__GIVEN TEXT__
= = = =
The Great AI Experiment: Dependency or Augmentation?
- Andy Neely
- Jul 9
- 1 min read
Reflecting on a speech I gave in Oxford recently, I've concluded that we're living through one of humanity's greatest experiment—and we don't know how it ends.
AI is simultaneously creating two opposing realities. The dependency narrative is already visible: Tesla drivers losing navigation skills, Spotify algorithms knowing our musical taste better than our friends, farmers becoming reliant on John Deere's AI for decisions their predecessors made intuitively. We're witnessing what could be called "cognitive dependency"—humans becoming too dependent on AI's assistance.
But there's an equally compelling augmentation narrative: Doctors using AI diagnostics make better decisions than either doctors or AI alone. Students with personalised AI tutors learn more effectively than traditional methods allow. Engineers using AI design tools create more innovative solutions than purely human approaches.
Here's the uncomfortable truth: The same technology creating dependency in some contexts is enabling augmentation in others. The difference isn't the AI—it's how we design the human-AI interaction.
The jury is genuinely out. We could emerge from this transition as a cognitively enhanced species, with AI amplifying human creativity, judgment, and capability. Or we could become a dependent species, algorithmically optimised but fundamentally diminished.
The outcome isn't predetermined by technology—it's shaped by thousands of design choices happening right now. Every AI service deployed, every algorithm trained, every human-AI interface created is a vote for one future or the other.
The question isn't whether AI will be powerful—it's whether we'll be wise enough to harness that power for human flourishing rather than human diminishment.
We're the architects of this experiment. The results are entirely up to us.
= = = =
__RECORD EXCERPTS__
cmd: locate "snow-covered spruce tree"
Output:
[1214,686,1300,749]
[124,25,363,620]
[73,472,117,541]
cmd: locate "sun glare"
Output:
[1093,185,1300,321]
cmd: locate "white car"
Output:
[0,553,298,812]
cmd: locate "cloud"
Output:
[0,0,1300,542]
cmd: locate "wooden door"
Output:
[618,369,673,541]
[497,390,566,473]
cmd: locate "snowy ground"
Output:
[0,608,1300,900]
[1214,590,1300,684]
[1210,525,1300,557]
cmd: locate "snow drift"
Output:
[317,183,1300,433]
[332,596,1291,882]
= = = =
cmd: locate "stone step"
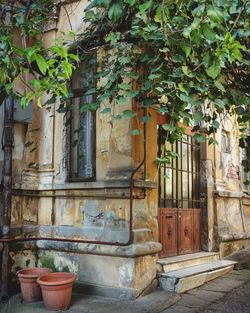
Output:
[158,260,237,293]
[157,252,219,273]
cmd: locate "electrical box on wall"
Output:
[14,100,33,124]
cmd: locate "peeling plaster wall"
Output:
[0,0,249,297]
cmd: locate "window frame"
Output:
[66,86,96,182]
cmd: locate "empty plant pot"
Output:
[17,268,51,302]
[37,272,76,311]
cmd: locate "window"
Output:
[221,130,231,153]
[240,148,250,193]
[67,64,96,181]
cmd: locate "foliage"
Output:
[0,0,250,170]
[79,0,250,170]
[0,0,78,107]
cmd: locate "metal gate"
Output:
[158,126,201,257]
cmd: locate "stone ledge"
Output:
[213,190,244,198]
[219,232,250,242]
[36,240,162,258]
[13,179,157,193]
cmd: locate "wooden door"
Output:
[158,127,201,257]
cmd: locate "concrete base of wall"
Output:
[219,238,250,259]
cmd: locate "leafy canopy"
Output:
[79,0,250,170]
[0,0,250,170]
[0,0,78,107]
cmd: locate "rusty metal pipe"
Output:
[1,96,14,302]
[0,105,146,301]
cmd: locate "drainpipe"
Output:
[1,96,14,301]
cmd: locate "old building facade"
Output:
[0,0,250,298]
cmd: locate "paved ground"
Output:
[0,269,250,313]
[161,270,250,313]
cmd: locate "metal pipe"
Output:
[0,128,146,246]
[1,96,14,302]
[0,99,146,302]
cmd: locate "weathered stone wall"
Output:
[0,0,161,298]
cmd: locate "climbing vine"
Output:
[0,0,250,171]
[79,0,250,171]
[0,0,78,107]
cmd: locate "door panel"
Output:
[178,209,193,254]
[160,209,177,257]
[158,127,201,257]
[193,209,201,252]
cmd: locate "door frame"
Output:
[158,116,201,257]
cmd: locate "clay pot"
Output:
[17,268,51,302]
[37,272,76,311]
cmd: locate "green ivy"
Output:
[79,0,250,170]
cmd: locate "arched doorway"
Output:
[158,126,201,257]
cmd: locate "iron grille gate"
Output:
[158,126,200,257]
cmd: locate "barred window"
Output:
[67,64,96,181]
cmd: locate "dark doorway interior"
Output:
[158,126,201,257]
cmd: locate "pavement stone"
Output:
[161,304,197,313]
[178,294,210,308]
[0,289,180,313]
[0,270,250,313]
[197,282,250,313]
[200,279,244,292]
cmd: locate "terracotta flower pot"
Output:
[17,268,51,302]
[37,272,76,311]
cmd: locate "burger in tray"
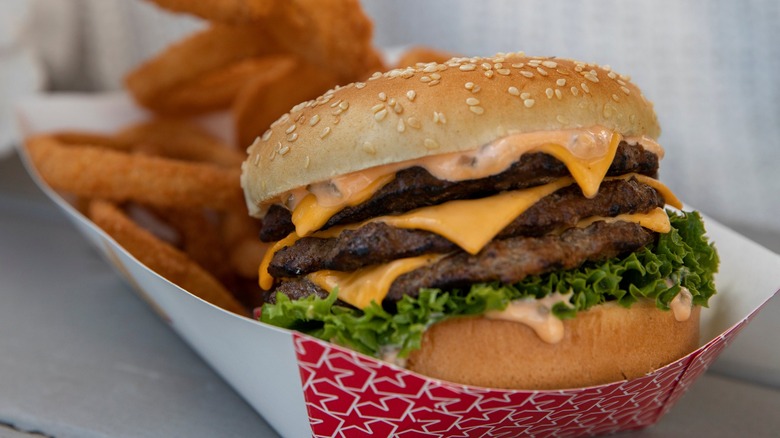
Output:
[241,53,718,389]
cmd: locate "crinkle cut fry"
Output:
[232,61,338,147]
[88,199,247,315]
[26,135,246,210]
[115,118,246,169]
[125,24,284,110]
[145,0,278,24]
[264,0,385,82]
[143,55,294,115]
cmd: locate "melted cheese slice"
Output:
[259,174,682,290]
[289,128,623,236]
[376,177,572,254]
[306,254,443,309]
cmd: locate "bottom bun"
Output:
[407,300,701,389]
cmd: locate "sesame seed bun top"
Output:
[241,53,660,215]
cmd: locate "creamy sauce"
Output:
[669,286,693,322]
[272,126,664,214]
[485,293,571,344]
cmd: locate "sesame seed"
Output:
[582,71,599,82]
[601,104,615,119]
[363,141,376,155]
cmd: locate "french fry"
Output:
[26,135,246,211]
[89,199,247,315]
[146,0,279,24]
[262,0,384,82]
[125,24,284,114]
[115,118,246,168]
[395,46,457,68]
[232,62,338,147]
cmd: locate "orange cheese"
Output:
= = = =
__EXERCISE AIM__
Could you extract everything in the essay on AI dependency and augmentation from "Here's the uncomfortable" down to "than human diminishment.", copied word for word? These records have nothing to do with the essay on AI dependency and augmentation.

__YOUR RESPONSE__
Here's the uncomfortable truth: The same technology creating dependency in some contexts is enabling augmentation in others. The difference isn't the AI—it's how we design the human-AI interaction.
The jury is genuinely out. We could emerge from this transition as a cognitively enhanced species, with AI amplifying human creativity, judgment, and capability. Or we could become a dependent species, algorithmically optimised but fundamentally diminished.
The outcome isn't predetermined by technology—it's shaped by thousands of design choices happening right now. Every AI service deployed, every algorithm trained, every human-AI interface created is a vote for one future or the other.
The question isn't whether AI will be powerful—it's whether we'll be wise enough to harness that power for human flourishing rather than human diminishment.